[GIVEN DATA]
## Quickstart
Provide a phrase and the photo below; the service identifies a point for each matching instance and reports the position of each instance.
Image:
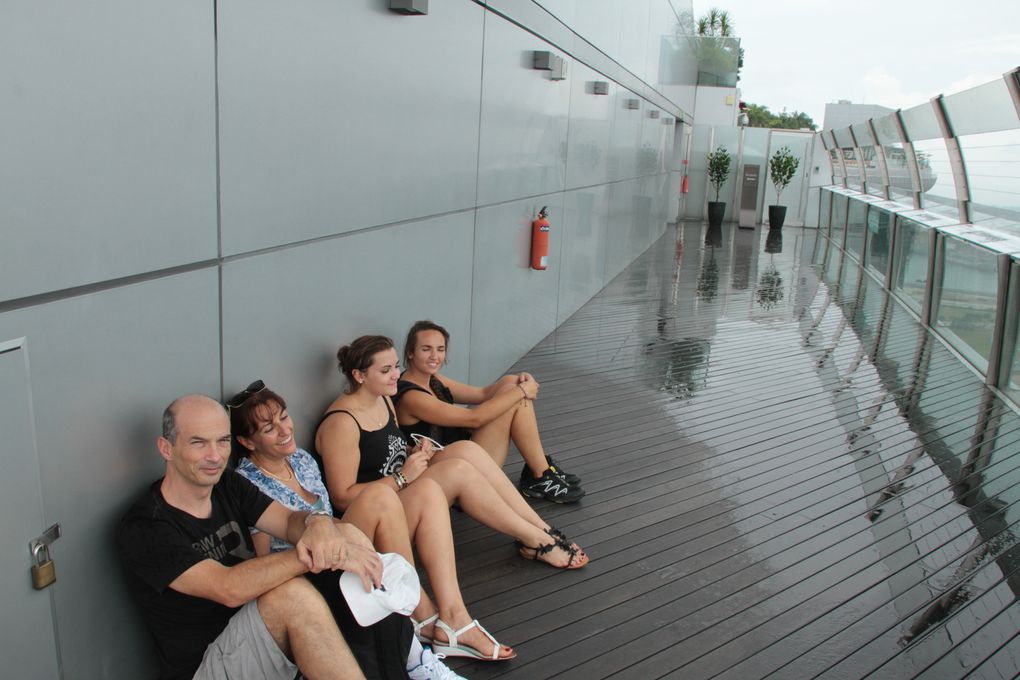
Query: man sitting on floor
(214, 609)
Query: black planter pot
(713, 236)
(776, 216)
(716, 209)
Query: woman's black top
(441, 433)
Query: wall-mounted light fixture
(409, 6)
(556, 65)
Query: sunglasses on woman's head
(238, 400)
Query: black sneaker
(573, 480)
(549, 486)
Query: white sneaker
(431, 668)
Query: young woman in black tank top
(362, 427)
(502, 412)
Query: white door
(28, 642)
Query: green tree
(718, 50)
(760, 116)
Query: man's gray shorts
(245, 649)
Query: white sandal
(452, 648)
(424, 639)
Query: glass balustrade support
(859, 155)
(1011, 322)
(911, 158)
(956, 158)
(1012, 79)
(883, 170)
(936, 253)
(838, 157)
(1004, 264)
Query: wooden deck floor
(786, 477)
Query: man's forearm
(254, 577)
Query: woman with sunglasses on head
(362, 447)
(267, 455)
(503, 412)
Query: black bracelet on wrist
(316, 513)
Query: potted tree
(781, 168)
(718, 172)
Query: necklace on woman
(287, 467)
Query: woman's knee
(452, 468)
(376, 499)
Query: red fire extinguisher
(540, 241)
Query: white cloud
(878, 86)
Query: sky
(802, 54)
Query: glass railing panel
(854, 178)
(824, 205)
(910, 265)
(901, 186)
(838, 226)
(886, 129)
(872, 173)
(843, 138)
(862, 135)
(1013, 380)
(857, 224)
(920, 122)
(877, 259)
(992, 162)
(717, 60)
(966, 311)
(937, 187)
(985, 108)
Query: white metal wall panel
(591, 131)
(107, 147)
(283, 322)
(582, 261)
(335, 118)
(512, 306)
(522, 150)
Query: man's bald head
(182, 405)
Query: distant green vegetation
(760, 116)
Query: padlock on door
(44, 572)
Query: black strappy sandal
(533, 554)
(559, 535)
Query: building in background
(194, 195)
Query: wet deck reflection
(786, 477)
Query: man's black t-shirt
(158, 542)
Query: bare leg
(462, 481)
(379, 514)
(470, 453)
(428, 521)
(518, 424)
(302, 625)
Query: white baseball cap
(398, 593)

[PROBLEM TO WORK ON] All of the material above should be copied exactly, minus the pictures.

[ANSWER BOX]
## Quickstart
Provide a phrase and the photo below; the service identifies a point for each matching instance and reports the position of each instance.
Image:
Query: man sitting on floor
(214, 609)
Query: black planter pot
(713, 236)
(776, 216)
(716, 209)
Query: woman's black top
(441, 433)
Query: wall-mounted light fixture
(409, 6)
(556, 65)
Query: sunglasses on woman's head
(238, 400)
Query: black sneaker
(573, 480)
(549, 486)
Query: white sneaker
(431, 668)
Query: young woman in black tank top
(362, 427)
(502, 412)
Query: white door
(28, 642)
Query: green tree
(718, 50)
(760, 116)
Query: man's gray shorts
(245, 649)
Query: white sandal
(452, 648)
(424, 639)
Query: glass balustrade support
(859, 155)
(1011, 322)
(911, 158)
(956, 158)
(1012, 79)
(883, 170)
(936, 253)
(838, 157)
(1004, 264)
Query: wooden deck floor
(786, 477)
Query: man's forearm
(254, 577)
Query: woman with sunglasses on head
(362, 447)
(267, 455)
(503, 412)
Query: black bracelet on wrist
(316, 513)
Query: potted tree
(781, 168)
(718, 172)
Query: necklace on woman
(287, 467)
Query: woman's knee
(452, 468)
(376, 499)
Query: red fire extinguisher
(540, 241)
Query: white cloud
(878, 86)
Query: sky
(802, 54)
Query: glass railing panel
(854, 178)
(824, 205)
(910, 265)
(901, 186)
(838, 226)
(886, 129)
(872, 173)
(843, 138)
(862, 135)
(1013, 380)
(857, 224)
(920, 122)
(877, 259)
(992, 162)
(717, 60)
(966, 311)
(937, 187)
(985, 108)
Query: white metal wall panel
(591, 131)
(107, 147)
(283, 322)
(582, 261)
(335, 118)
(512, 306)
(522, 150)
Query: man's bald head
(182, 405)
Query: distant green vegetation
(760, 116)
Query: padlock on door
(44, 572)
Query: black strappy sandal
(533, 554)
(559, 535)
Query: building in background
(194, 195)
Query: wet deck reflection
(786, 477)
Query: man's black t-shirt
(158, 542)
Query: bare leg
(462, 481)
(379, 514)
(470, 453)
(428, 521)
(518, 424)
(302, 625)
Query: white baseball cap
(398, 593)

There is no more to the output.